**SOURCE DOCUMENT**

By faith. Two words. Many before me. Just read Hebrews 11, “The Hall of Faith.”. It rattles off many men and women before me who have lived by faith. Great icons in the faith that are role models for me, they show me how to walk out this faith I have, how to move forward and well, just move in faith.
Tomorrow! Yes, tomorrow is our designated moving day. The two movers that were supposed to help us Saturday, both said they couldn’t Saturday but they could Friday. How’s that for God-organization? Tomorrow!
I’m sad because I don’t feel like I’ve had time to say goodbye or celebrate what was here. Yes, that makes me sad. All of the conveniences I’ve taken for granted here will be left untouched for yet another day, week or month depending on when I can get back to hug folks. I pray that this summer we can make time to just come back and say goodbye.

**SHORT PROBLEM A**
Count the lines in the listing that contain the string "Query". Reply with the number only.
The moving-day reflection and the listing are unrelated material.

**DATASET ENTRIES**
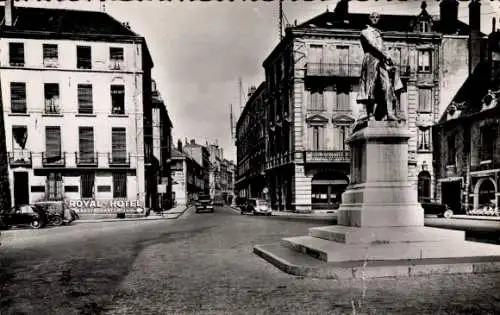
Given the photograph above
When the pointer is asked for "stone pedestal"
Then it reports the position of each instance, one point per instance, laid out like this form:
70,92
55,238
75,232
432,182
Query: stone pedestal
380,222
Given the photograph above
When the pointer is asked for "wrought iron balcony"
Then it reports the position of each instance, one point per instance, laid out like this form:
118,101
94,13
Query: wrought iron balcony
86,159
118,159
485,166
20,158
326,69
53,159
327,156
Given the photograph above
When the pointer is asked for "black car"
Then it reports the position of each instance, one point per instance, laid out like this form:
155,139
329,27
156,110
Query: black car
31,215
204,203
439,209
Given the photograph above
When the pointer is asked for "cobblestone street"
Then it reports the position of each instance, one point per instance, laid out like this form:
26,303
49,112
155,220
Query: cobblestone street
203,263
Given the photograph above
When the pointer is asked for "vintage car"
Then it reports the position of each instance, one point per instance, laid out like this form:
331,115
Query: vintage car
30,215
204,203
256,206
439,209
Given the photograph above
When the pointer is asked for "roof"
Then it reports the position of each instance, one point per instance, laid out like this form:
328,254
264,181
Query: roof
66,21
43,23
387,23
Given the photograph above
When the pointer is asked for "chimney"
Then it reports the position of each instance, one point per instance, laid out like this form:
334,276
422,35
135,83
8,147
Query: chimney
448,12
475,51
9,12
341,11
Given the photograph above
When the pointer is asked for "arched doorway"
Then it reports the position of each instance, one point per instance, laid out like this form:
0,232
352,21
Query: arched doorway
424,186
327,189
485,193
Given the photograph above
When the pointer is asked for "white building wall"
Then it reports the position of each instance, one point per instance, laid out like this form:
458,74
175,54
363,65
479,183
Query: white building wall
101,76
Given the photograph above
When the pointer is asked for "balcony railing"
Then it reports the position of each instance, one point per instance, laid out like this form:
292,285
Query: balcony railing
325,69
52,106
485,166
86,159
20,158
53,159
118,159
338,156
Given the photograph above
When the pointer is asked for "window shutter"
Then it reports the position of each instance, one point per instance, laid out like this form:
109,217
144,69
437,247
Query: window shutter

**SHORT PROBLEM B**
Resume the moving-day reflection after its last sentence, continuing in the same voice.

**EXERCISE RESPONSE A**
11

**EXERCISE RESPONSE B**
This morning the crazy-worry is gone. In the quietness, I just know it will all work out and there is no need to rush through it all yelling like a maniac (I am very capable of that, you know.) because after all, it is just a house. That's what my sweet friend Tara (I'll have to introduce you to her some time.) told me and she's right. It is just a house. I will pack the last boxes, run a few errands, hug the friends that stop by this morning and order tasty take out for dinner.
Tomorrow we will load trucks, pick the children up on the way out of town and sleep in our new home. We will spend the time we have there this weekend unpacking and start our new lives on Monday. We won’t be comfortable. We won’t feel at home yet. We won’t be settled.
And then I think about Abraham, Jacob, Moses, Paul, John the Baptist and even Jesus. Were they settled? Were they comfortable? Did they ever feel at home as they slept at night?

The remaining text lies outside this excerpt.